Begin with the first line of the entries below and reproduce each line exactly, ending with the line that holds "Target: small bottle".

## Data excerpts

________________________________________

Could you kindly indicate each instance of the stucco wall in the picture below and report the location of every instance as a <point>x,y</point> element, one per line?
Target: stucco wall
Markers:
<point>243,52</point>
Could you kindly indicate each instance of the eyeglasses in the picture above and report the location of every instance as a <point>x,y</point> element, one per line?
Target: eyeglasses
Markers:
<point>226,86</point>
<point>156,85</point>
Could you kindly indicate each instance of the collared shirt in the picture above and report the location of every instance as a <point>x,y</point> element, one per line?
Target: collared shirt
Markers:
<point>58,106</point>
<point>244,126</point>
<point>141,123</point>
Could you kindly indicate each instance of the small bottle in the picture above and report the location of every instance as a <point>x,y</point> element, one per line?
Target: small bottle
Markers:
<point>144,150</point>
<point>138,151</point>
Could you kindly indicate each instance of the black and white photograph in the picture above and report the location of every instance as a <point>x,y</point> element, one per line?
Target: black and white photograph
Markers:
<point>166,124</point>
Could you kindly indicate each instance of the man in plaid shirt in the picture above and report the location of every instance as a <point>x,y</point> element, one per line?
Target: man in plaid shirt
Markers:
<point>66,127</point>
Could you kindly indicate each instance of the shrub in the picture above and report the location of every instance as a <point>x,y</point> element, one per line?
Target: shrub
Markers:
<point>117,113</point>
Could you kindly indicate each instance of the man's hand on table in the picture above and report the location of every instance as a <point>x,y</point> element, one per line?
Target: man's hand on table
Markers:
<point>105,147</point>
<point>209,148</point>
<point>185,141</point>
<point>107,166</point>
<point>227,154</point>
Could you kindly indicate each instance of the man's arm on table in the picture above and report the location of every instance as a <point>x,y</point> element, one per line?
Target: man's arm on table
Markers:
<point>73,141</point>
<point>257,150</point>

________________________________________

## Task response
Could you kindly indicate each instance of the stucco wall in the picture below and report the location of every instance as a <point>x,y</point> element, one per line?
Target: stucco wall
Markers:
<point>243,52</point>
Could you kindly indicate each instance of the eyeglasses in the picture above and report the location of every instance as a <point>x,y</point> element, one per line?
Target: eyeglasses
Markers:
<point>226,86</point>
<point>156,85</point>
Could you kindly indicate each instance of the collared shirt in the picture above and report the location of every instance as a <point>x,y</point> element, one per line?
Target: collared shirt
Markers:
<point>58,106</point>
<point>244,126</point>
<point>141,123</point>
Could you kindly indicate each instance of the small bottle in the picture above and report the location of every instance as a <point>x,y</point> element, one per line?
Target: small bottle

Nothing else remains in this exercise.